**EXTRACT:**
3. Turn off the tap!
For example, when you are brushing your teeth, after you wet your brush, turn off the faucet. And don’t switch it back on until it’s time to rinse. Get into the habit, and you will no longer feel comfortable letting all that water go to waste while you brush.
Similarly, when you are washing your hands, conserve a few more gallons of water by closing the tap after first wetting your hands. Open it only when you require more water to rinse again.
4. Rethink the way you do your dishes
These days, most modern dishwashers do not necessitate the pre-rinsing of dishes – instead, a good scrape should be enough. Keep in mind that incorrectly loading your dishwasher can mean that your dishes come out still dirty and then require extra water for additional washing.
5. Repair leaks ASAP
Whether you opt to do it DIY or better yet, hire a professional, fixing leaky faucets will lead to massive water savings. Consider this: a running toilet can squander up to 200 gallons of water each day, and a faucet can leak 3,000 gallons in a year, at one drip per second.
If you have either of these issues in your home, call the plumber ASAP.

**COLLECTED MATERIAL:**
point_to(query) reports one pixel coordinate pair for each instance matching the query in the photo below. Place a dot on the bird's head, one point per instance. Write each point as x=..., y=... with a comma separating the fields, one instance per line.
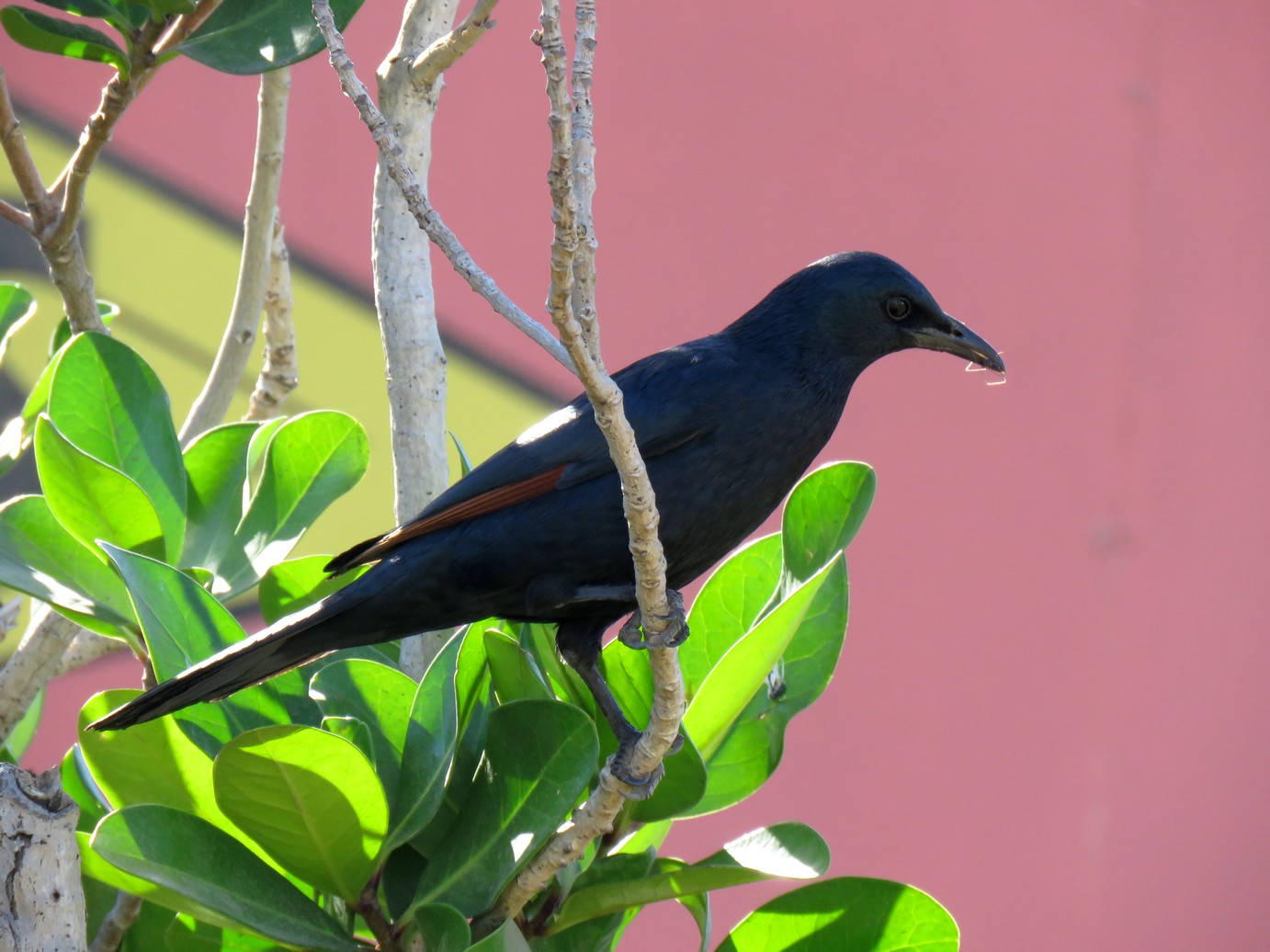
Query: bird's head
x=867, y=306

**WHAT YOU HAVE TO DO:** According to the water-saving tips, how much water can a running toilet waste each day? The lines are separate material.

**ANSWER TO THIS TASK:** Up to 200 gallons.